(Stored data entries)
------

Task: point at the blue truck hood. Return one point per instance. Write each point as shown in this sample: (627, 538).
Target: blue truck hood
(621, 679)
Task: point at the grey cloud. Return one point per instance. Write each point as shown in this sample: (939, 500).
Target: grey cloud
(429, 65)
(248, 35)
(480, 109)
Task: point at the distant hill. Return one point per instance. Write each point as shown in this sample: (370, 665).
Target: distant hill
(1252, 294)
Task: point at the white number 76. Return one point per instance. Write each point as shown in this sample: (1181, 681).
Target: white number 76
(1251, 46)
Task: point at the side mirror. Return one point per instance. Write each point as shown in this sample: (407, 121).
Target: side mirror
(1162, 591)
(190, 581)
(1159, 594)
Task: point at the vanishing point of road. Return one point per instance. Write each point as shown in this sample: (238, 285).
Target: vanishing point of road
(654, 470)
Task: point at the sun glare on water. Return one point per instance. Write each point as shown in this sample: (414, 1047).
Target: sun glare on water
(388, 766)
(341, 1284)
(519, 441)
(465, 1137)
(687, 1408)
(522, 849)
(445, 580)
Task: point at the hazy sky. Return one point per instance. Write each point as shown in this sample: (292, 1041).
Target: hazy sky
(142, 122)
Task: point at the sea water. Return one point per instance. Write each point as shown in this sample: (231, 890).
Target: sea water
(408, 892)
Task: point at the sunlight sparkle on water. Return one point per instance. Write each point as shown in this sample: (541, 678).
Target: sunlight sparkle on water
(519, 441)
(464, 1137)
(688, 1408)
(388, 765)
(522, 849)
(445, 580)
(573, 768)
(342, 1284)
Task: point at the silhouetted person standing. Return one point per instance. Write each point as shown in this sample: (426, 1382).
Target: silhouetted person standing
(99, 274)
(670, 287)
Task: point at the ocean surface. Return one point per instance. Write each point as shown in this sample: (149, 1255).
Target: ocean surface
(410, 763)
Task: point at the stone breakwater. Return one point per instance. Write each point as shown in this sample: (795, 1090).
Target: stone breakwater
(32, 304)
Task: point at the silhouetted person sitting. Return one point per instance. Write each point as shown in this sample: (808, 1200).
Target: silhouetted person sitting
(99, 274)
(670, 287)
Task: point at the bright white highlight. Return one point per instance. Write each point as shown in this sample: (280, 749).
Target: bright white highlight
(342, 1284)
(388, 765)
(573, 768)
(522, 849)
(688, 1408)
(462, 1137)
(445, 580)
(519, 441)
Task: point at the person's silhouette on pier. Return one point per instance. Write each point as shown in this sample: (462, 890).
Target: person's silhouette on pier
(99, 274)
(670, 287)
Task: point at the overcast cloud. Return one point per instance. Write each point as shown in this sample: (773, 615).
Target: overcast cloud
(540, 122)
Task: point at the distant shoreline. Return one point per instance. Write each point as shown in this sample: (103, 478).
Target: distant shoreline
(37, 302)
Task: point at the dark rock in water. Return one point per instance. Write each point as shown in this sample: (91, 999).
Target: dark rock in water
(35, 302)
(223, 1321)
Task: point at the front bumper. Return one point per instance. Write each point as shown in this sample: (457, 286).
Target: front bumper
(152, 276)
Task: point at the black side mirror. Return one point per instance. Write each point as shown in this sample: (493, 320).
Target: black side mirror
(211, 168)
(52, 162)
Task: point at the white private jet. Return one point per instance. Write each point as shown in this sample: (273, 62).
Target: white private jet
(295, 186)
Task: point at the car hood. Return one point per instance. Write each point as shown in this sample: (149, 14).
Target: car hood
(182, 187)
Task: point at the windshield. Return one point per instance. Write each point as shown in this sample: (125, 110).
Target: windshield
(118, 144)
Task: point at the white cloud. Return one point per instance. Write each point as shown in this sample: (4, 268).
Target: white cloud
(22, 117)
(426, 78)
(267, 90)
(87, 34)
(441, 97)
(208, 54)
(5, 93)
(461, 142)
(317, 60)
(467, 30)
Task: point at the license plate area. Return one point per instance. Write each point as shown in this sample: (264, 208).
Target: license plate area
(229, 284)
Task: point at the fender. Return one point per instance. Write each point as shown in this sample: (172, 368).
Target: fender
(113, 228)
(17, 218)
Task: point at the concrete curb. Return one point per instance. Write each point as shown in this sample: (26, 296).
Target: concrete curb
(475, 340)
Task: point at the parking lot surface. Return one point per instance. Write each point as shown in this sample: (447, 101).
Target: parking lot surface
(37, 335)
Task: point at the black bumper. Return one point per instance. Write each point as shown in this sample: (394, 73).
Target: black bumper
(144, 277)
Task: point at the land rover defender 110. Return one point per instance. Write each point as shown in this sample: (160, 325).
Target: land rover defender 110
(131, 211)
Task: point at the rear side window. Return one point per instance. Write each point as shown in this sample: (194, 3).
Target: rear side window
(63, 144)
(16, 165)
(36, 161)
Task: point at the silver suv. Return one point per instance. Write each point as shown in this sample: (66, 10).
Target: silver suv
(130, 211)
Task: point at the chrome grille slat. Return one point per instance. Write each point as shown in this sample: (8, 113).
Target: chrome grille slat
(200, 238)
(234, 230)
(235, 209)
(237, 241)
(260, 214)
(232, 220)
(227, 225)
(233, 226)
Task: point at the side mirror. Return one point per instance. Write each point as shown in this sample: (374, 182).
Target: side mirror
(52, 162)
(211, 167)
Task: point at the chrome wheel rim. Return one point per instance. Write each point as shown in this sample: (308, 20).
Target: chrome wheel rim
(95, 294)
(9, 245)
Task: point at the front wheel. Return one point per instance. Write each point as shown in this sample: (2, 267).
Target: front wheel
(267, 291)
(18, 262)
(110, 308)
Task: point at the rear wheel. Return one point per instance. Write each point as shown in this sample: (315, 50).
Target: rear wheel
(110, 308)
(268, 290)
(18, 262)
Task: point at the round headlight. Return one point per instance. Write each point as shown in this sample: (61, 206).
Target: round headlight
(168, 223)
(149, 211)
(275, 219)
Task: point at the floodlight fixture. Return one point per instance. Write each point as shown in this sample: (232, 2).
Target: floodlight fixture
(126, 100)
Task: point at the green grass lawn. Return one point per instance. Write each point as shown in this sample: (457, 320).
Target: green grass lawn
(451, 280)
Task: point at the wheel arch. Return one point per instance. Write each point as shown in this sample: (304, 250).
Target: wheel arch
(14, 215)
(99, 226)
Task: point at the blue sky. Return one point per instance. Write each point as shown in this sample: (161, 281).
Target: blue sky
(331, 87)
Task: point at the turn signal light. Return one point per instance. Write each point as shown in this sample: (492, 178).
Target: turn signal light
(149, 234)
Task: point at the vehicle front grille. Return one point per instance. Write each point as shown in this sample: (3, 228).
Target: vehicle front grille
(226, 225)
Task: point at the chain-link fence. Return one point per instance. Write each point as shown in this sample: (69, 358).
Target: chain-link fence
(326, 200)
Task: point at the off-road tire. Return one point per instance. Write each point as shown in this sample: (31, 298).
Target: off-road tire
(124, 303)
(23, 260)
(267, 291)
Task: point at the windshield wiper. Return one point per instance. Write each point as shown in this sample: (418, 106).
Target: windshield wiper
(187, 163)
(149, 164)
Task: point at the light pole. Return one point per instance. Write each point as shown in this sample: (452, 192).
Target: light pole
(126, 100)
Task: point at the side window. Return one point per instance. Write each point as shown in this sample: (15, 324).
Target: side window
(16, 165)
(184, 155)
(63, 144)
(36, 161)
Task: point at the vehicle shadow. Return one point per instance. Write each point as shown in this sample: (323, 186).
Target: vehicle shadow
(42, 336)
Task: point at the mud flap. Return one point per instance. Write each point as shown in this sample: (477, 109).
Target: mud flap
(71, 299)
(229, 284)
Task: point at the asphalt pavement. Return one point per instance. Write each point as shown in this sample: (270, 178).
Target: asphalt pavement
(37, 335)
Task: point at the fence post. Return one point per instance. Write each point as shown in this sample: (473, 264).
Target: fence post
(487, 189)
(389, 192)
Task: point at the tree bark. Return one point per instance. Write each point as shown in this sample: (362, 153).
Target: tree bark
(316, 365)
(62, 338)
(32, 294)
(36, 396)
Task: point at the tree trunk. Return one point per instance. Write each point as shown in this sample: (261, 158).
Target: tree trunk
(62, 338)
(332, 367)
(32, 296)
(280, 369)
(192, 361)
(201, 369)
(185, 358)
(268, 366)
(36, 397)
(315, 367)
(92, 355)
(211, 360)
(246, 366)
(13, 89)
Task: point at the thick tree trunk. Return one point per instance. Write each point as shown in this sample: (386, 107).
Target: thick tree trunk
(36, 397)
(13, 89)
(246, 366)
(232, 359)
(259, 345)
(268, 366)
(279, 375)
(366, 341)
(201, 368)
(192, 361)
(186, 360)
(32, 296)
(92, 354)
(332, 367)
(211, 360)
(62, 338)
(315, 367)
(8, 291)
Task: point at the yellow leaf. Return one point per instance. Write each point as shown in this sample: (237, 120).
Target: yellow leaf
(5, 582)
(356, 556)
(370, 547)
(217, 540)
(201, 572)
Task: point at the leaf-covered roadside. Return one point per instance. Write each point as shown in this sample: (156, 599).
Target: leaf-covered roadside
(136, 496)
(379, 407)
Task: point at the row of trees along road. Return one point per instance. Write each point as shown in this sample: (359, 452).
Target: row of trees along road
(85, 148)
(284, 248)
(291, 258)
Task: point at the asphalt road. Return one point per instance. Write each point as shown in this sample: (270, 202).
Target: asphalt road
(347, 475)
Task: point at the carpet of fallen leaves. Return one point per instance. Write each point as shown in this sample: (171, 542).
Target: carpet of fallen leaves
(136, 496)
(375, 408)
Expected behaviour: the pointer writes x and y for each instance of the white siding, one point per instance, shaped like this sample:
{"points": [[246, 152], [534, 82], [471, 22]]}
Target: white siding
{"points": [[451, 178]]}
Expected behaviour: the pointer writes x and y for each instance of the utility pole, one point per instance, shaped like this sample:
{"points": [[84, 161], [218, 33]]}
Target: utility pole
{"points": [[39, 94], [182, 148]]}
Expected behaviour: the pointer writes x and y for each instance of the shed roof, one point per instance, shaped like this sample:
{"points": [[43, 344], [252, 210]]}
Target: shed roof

------

*WHAT YOU HAVE TO DO*:
Among the lines above, return those that hold the word "shaped".

*EXERCISE SOLUTION*:
Expected behaviour: the pointer writes x and y for each instance of the white siding, one point per instance, shaped like this sample:
Expected behaviour: the pointer writes x and y for each instance of the utility pole, one point per instance, shaped like this sample:
Expected behaviour: the pointer writes x and y for each instance of the shed roof, one point per instance, shaped like this sample:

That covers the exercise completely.